-- DATA IN THIS EXERCISE start --

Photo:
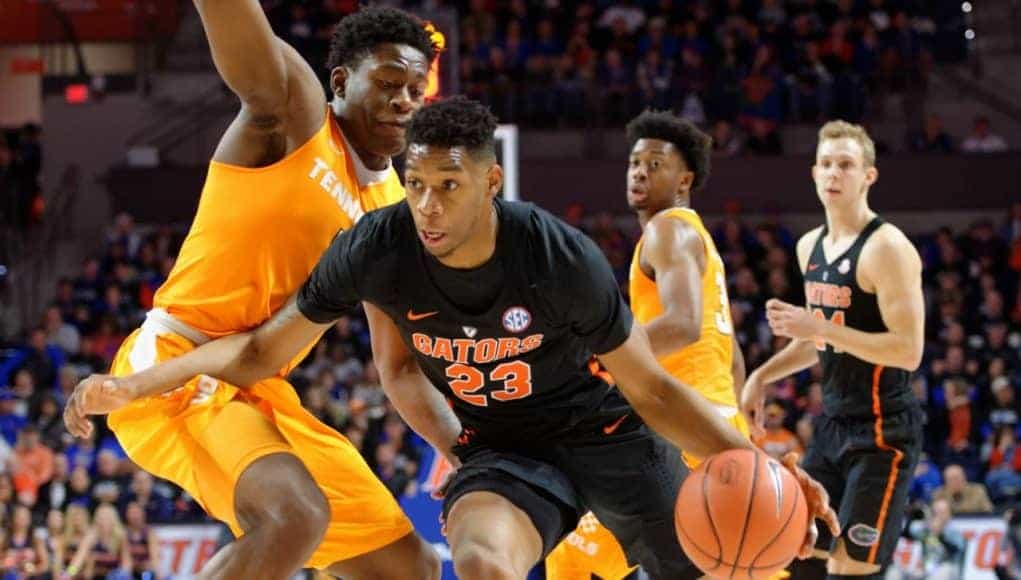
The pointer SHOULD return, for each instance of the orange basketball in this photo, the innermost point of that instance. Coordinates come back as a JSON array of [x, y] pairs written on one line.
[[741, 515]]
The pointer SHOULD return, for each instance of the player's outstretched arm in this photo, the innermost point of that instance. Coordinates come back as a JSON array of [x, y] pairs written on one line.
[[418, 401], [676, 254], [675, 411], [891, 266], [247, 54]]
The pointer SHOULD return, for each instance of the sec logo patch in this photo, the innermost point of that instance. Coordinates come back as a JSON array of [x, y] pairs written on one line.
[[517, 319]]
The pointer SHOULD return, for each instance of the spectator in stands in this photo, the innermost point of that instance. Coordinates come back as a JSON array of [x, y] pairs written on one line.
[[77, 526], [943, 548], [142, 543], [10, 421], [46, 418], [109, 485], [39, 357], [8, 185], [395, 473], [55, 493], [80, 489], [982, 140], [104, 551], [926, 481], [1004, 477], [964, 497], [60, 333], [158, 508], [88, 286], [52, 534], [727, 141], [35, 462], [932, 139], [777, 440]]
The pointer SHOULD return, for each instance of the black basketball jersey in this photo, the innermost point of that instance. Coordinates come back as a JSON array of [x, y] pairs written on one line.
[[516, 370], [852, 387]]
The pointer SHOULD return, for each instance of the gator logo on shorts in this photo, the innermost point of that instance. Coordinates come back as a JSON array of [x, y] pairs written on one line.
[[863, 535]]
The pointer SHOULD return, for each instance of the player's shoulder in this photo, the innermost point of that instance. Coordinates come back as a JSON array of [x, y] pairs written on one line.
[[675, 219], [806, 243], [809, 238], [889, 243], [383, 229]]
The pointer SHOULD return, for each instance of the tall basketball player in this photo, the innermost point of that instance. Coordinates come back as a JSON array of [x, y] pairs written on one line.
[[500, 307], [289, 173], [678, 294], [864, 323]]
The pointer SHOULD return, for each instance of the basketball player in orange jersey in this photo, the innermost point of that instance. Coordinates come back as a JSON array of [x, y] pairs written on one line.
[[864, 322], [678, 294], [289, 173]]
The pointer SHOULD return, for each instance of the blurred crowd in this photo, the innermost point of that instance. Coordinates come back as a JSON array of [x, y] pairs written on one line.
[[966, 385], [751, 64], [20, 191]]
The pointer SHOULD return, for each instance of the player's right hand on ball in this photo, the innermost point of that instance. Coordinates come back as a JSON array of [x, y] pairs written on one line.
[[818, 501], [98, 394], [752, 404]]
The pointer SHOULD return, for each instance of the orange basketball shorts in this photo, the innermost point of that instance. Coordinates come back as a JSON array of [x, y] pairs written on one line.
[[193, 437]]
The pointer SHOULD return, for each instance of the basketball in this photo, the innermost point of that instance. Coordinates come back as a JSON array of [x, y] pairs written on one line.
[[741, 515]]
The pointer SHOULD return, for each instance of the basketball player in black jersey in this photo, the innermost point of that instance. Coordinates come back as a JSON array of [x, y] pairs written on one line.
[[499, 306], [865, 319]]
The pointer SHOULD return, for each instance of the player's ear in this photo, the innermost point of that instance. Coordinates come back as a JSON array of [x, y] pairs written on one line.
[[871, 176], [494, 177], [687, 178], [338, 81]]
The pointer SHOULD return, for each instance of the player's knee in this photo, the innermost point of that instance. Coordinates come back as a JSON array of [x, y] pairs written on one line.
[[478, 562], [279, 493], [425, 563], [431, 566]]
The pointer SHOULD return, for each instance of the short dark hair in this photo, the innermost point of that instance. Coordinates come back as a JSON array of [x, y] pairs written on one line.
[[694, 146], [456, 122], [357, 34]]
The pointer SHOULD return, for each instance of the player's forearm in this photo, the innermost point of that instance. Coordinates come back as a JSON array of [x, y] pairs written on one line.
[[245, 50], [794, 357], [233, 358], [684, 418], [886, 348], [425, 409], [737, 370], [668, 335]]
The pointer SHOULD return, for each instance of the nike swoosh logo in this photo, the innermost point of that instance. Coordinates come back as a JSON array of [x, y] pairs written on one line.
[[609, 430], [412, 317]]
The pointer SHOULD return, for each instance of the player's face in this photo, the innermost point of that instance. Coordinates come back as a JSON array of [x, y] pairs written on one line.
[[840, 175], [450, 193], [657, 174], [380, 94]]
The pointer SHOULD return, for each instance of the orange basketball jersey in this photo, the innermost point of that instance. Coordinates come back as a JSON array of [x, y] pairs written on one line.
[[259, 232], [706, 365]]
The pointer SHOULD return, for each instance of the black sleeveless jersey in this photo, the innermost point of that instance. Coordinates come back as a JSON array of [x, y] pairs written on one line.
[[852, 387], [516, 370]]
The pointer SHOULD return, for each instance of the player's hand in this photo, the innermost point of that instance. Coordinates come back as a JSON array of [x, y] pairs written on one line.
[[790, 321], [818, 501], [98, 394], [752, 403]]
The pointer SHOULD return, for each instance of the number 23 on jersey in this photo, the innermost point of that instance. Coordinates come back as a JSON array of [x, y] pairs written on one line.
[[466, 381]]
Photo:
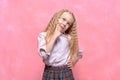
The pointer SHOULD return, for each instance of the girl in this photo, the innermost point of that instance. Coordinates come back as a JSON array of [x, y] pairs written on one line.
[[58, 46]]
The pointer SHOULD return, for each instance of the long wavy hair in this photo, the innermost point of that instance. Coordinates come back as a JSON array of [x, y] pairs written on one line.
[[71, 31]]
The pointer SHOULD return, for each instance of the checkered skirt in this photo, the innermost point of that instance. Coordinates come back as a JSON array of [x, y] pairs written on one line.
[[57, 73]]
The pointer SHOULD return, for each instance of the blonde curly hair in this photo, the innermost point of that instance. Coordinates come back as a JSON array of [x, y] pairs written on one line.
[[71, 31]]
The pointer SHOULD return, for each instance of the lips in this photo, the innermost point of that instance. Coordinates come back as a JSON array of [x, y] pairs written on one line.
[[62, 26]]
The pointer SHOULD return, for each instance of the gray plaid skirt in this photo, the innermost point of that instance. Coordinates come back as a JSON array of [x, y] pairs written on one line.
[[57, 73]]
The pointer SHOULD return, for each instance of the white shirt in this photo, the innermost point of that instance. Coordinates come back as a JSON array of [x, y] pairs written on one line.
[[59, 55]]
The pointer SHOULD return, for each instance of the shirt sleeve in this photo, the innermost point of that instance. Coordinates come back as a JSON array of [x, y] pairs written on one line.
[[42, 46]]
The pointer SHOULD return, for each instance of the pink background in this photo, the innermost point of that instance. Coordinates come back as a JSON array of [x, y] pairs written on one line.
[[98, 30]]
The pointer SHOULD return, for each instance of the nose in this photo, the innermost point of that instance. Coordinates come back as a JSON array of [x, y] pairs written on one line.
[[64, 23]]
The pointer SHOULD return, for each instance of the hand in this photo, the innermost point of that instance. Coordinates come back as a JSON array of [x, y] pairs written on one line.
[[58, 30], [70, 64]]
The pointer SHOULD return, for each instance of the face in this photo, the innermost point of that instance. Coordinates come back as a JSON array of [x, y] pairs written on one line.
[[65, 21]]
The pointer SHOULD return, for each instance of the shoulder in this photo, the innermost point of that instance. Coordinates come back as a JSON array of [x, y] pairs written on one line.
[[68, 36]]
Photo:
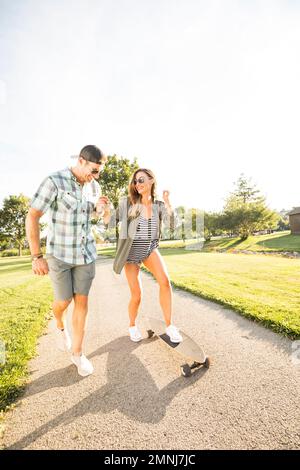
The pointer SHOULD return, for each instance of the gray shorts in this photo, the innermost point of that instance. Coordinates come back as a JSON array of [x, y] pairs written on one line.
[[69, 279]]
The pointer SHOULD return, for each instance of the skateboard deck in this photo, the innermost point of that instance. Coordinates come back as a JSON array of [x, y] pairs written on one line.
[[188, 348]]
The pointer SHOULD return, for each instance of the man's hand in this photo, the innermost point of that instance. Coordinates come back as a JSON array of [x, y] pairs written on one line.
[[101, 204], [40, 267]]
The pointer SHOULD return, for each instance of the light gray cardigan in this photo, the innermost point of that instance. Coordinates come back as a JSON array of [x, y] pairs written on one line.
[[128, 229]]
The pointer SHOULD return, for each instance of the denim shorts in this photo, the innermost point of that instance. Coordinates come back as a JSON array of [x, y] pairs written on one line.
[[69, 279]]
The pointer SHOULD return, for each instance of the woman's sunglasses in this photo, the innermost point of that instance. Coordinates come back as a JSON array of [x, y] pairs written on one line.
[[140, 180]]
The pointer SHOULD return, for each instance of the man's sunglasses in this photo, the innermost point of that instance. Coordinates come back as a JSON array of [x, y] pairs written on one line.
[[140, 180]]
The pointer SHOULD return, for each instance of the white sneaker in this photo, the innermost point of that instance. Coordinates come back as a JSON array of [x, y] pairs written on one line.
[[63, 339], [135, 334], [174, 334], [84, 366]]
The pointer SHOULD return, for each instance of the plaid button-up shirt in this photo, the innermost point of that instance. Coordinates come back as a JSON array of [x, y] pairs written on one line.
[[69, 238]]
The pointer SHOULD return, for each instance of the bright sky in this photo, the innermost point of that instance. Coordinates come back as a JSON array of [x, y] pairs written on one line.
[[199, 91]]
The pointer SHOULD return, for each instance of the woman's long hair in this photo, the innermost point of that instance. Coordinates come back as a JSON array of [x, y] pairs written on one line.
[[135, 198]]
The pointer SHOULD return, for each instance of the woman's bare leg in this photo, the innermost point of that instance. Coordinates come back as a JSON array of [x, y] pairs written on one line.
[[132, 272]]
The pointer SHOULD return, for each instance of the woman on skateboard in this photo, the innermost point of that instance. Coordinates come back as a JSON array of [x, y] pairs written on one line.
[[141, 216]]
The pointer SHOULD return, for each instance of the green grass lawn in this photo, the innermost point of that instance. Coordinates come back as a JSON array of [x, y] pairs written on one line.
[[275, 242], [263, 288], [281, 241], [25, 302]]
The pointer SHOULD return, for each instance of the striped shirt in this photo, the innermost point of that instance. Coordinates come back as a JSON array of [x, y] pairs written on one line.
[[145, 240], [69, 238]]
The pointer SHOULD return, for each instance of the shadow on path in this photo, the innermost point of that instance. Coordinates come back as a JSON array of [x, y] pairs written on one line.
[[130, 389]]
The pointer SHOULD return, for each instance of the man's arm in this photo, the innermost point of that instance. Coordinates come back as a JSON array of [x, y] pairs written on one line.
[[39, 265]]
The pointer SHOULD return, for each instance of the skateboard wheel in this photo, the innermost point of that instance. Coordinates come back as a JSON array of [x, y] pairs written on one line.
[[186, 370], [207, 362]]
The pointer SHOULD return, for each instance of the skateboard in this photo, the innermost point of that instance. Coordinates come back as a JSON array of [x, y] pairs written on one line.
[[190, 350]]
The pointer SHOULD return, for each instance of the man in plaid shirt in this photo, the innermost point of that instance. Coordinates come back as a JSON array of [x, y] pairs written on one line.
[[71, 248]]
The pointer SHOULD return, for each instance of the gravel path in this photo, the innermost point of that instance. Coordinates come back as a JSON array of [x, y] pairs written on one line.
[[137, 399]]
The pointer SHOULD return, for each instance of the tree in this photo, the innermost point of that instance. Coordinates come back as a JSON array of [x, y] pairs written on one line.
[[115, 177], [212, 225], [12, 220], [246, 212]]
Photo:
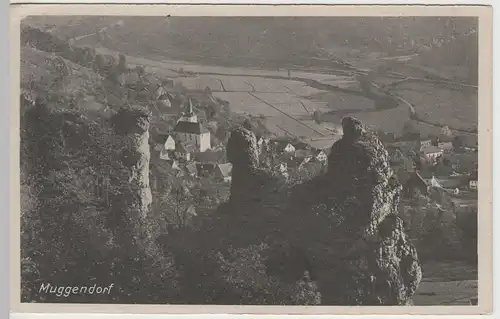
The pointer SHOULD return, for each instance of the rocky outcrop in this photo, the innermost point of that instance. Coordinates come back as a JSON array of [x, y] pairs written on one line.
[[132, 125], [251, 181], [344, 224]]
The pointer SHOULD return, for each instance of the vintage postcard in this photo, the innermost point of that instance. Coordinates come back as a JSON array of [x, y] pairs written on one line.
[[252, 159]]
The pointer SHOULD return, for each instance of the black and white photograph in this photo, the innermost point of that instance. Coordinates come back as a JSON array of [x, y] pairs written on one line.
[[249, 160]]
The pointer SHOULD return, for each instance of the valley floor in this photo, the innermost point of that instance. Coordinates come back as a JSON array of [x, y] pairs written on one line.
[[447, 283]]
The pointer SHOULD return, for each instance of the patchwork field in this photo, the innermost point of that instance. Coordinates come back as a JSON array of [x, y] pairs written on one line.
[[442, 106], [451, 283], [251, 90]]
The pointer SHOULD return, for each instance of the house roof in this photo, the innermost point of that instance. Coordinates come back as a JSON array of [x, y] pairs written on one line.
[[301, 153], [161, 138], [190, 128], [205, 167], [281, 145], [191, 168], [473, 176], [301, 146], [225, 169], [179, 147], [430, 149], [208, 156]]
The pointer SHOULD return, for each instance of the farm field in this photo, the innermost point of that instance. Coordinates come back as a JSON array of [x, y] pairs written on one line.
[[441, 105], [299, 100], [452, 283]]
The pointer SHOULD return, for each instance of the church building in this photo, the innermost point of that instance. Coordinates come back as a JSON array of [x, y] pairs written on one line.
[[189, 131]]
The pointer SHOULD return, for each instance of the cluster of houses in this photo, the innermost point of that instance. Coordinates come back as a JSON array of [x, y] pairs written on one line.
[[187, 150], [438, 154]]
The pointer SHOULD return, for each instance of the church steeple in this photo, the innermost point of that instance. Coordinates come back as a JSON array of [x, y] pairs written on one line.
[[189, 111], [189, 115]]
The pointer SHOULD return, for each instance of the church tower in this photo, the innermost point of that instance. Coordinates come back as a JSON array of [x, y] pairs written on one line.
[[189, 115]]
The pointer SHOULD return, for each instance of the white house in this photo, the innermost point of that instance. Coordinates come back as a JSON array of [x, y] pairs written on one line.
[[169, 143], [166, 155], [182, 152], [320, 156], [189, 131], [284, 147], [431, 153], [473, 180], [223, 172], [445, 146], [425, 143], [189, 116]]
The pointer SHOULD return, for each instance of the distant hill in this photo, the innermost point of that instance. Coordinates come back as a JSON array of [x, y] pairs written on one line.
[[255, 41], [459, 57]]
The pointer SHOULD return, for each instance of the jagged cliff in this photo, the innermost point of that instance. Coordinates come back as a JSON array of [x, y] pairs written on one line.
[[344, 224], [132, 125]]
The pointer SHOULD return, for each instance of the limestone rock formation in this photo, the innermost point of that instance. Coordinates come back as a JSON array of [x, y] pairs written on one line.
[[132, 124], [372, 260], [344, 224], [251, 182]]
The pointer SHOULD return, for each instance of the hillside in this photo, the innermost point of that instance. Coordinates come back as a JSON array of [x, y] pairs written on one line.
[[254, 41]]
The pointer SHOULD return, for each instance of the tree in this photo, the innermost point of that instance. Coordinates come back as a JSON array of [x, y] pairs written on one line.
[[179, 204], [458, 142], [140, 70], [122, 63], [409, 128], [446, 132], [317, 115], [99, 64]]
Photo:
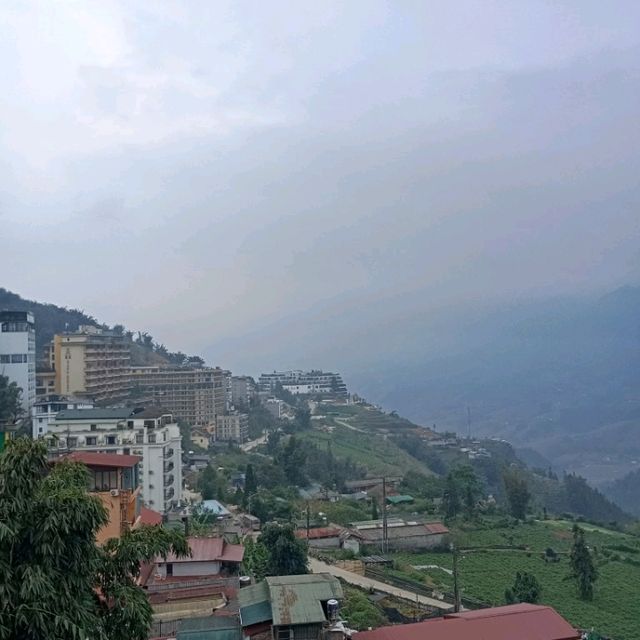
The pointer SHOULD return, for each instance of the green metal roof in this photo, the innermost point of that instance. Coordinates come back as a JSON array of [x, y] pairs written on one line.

-- DATA IN THIS EXERCISE end --

**WHAT THIS TASK INVOLVES:**
Rewrite the listing from the line with "the player's right" up to and including the line with "[[609, 430], [412, 317]]", replacing "innermost point" with "center point" and leaving everything else unchanged. Give only those lines.

**WRITTEN REPLY:**
The pointer SHOULD return, for each instance of the player's right hand on ball in this photo, the center point of that instance. Coordinates come back as a JSON array of [x, y] pairs written on one line.
[[818, 501], [98, 394], [752, 404]]
The pointer SHOULD return, for each instance of the orange basketball shorts in this photo, the center point of that instance. Coordinates come back as a JSON array of [x, y] pairs written on one line.
[[193, 437]]
The pointer SHOULD return, for each instance of the basketball in this photo, the center point of that instance. Coordinates come back as a JSON array of [x, y] pairs written on one line.
[[741, 515]]
The pointer SHOULD return, for each instance of the basketball player in black jersey in this photo, the center point of that instance. Coordinates come back as a JSON array of [x, y] pairs written on one line.
[[499, 306], [865, 319]]
The pointer SHOULD return, for each instance of the player's ear in this photo, the center point of that instance. Coordinates come back as a JSON array of [x, y] pairs written on one line.
[[871, 176], [494, 177], [687, 178], [338, 81]]
The pointer SHOULD return, for each instance of the player's knee in this photo, the center point of that instance. Coordinates come back as a JSON array of [x, y] pairs written on one line.
[[478, 562], [279, 493], [425, 563], [431, 566]]
The pointer SHOULD return, for each instance of the short dark hair in this photo, the center point of that instance. Coordinates come back as a JSON array of [x, y] pairs written on one line.
[[694, 146], [456, 122], [357, 34]]
The pointer SHOULD return, for each instance of the player's forearm in this photo, the center point of that instance. Coordinates come back as a JSON array of [x, y] pairs written on one line.
[[245, 50], [794, 357], [233, 358], [684, 418], [886, 348], [425, 409], [737, 370], [668, 335]]
The pointer SHOULD return, for each instance of the nike swoosh logo in this photo, the center point of that instance. Coordinates come back as a JSON array of [x, y] pairs written on one line.
[[609, 430], [412, 317]]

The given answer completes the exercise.